Problem:
Identify each line in the entries below that contains the string "locate" and copy those lines in the order they appear.

** begin **

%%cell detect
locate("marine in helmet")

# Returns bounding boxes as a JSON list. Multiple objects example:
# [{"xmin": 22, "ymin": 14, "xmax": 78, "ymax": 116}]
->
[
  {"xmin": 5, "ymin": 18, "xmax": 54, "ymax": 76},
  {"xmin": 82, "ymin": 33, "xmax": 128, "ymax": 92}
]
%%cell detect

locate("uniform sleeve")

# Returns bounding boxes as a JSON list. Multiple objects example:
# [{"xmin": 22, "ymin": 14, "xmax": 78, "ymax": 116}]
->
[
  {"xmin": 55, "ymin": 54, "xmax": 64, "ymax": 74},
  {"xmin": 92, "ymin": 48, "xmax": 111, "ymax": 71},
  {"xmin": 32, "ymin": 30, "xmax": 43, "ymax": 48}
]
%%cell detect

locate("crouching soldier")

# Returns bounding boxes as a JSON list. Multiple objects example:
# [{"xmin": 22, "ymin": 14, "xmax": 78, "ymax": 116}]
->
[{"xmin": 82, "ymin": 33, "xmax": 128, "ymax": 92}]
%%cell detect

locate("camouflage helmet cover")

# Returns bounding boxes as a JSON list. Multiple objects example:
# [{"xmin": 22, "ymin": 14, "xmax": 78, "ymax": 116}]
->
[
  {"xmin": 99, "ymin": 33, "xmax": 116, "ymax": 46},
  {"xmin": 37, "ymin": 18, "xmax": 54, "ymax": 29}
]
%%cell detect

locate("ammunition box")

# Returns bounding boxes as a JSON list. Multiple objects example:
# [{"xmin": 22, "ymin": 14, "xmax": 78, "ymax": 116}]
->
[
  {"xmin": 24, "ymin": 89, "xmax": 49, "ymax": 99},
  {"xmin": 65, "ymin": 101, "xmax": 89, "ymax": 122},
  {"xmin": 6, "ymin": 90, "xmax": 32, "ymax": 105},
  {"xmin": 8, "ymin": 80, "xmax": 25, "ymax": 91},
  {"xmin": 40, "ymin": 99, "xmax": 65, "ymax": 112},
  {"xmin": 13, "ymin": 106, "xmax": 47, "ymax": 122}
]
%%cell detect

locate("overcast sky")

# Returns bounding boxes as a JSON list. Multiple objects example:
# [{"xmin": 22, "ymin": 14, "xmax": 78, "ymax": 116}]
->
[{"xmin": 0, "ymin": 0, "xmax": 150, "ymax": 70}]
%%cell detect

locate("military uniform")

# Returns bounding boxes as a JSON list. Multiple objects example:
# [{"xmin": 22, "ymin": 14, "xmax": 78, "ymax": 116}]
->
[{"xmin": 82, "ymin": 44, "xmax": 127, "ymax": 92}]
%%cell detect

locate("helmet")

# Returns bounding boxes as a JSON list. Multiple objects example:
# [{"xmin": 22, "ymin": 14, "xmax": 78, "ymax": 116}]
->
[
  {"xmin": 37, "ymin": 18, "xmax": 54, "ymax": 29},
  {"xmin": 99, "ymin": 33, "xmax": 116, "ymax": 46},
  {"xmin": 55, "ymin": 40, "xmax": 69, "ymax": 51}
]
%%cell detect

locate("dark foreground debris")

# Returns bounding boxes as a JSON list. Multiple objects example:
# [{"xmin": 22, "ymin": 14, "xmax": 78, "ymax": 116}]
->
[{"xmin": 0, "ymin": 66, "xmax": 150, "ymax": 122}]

** end **

Solution to the problem:
locate("marine in helmet")
locate("uniform sleeve")
locate("crouching soldier")
locate("camouflage helmet cover")
locate("ammunition box")
locate("overcast sky")
locate("military uniform")
locate("helmet")
locate("dark foreground debris")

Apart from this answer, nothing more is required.